[Records from a dataset]
--- Begin ---

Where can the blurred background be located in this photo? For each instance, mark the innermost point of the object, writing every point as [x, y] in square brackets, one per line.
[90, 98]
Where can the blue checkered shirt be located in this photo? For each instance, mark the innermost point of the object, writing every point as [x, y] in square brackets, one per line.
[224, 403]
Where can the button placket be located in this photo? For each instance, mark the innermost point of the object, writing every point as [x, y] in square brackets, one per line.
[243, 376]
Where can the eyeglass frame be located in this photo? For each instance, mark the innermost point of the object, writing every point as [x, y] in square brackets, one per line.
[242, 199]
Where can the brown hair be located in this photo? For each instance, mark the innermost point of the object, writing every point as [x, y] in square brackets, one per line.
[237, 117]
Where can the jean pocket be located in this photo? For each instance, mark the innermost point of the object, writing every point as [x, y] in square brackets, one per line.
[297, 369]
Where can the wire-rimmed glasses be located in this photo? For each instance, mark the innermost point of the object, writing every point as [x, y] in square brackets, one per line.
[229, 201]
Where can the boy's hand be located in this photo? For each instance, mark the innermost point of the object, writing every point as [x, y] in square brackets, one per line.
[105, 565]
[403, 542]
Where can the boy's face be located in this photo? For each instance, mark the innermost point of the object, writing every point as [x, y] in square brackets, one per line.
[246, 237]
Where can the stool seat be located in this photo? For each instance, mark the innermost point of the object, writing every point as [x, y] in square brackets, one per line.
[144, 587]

--- End ---
--- Begin ---

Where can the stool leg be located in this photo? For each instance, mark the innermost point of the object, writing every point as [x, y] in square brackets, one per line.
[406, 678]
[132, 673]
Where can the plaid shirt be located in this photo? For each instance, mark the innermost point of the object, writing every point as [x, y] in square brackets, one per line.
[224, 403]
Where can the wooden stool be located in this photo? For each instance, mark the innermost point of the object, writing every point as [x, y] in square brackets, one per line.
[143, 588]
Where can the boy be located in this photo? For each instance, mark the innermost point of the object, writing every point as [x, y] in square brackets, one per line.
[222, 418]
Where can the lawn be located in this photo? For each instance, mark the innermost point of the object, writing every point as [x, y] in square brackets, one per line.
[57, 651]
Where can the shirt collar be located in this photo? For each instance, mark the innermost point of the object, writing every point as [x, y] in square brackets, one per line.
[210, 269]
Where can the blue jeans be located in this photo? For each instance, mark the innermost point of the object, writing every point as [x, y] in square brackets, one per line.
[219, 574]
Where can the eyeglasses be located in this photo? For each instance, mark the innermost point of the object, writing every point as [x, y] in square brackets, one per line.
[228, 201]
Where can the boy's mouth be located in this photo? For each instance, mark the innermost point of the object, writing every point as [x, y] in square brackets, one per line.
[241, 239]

--- End ---

--- SET TASK ---
Identify each line of the records above that contains the word "stool", and copy every one of those lines.

--- SOLVED PROBLEM ---
Where can the stool seat be located in this photo? For each instance, mark the innermost point of the object, writing every point as [x, y] in square brackets, one per line.
Where can the stool leg be located in this photo? For each instance, mark the innermost point of the object, writing every point as [x, y] in square brackets, one per line.
Where can the wooden stool be located in this photo? For each instance, mark the innermost point of the object, writing every point as [x, y] in square brackets, one per line.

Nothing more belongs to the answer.